(Data entries)
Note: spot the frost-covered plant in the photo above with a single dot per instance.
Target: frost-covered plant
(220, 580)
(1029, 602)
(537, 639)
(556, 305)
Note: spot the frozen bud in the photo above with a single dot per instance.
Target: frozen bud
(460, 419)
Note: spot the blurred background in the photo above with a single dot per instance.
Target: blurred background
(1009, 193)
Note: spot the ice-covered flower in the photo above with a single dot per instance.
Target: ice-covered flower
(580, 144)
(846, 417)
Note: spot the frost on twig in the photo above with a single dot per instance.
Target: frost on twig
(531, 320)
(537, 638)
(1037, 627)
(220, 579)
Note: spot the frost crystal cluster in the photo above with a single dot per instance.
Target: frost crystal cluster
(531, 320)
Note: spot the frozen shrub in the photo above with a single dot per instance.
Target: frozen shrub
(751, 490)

**GIVEN EXERCISE:** Could you repeat only the lines of the listing from the one containing "Note: spot the frost crystal" through the end of the listing, switching "frozen shrub" to "frosted bush" and keeping everything else unchanged?

**COMPLETE ANSWER:**
Note: spot the frost crystal cluster in the photo above with a single dot per instance.
Target: frost crystal cluster
(531, 320)
Note: spot the frosted bush in the photo above with a single dot per instance.
Target: frosted bush
(751, 490)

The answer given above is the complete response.